● Rows from a pointing dataset:

━━━━━━━━━━

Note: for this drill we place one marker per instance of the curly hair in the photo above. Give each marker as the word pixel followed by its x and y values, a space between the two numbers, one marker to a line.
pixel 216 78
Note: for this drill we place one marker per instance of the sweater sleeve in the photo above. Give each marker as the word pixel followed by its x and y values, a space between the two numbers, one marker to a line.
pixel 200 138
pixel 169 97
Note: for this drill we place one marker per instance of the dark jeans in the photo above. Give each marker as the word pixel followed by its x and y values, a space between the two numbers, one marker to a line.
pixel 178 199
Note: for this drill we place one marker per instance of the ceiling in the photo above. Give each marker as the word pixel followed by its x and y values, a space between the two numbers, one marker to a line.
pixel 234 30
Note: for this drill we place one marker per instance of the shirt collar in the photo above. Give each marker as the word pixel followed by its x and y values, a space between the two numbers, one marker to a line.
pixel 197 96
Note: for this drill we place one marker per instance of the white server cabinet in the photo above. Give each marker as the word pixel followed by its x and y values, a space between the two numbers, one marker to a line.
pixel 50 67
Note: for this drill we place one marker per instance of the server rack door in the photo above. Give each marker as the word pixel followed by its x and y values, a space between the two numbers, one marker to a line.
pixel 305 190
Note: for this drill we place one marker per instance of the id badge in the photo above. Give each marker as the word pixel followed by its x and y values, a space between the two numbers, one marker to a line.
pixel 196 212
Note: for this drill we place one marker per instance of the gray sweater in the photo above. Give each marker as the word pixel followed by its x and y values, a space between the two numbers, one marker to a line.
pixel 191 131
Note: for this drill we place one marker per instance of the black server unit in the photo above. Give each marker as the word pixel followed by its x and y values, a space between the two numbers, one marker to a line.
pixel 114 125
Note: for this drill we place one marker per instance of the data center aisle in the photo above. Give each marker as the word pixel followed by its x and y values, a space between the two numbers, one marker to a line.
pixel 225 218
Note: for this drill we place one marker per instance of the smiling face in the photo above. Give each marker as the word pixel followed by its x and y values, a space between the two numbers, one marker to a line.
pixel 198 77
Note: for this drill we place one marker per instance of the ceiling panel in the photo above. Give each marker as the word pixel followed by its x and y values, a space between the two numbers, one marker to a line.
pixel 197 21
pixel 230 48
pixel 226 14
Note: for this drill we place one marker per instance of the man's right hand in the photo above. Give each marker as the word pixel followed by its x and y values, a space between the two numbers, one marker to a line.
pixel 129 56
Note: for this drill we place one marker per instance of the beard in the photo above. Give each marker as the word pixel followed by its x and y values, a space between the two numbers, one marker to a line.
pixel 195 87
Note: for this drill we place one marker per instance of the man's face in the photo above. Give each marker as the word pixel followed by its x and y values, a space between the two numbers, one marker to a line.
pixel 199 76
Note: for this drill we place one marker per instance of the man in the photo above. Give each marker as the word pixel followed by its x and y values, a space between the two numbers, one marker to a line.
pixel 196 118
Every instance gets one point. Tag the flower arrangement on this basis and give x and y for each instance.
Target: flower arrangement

━━━━━━━━━━

● Requirements:
Reproduce everything from the line containing "Every instance gets" down to the end of the data, changing "flower arrangement" to "vase" and leaving all other wording unchanged.

● Complete answer:
Every instance gets one point. Tag the vase on this basis and give x and y for each instance.
Target: vase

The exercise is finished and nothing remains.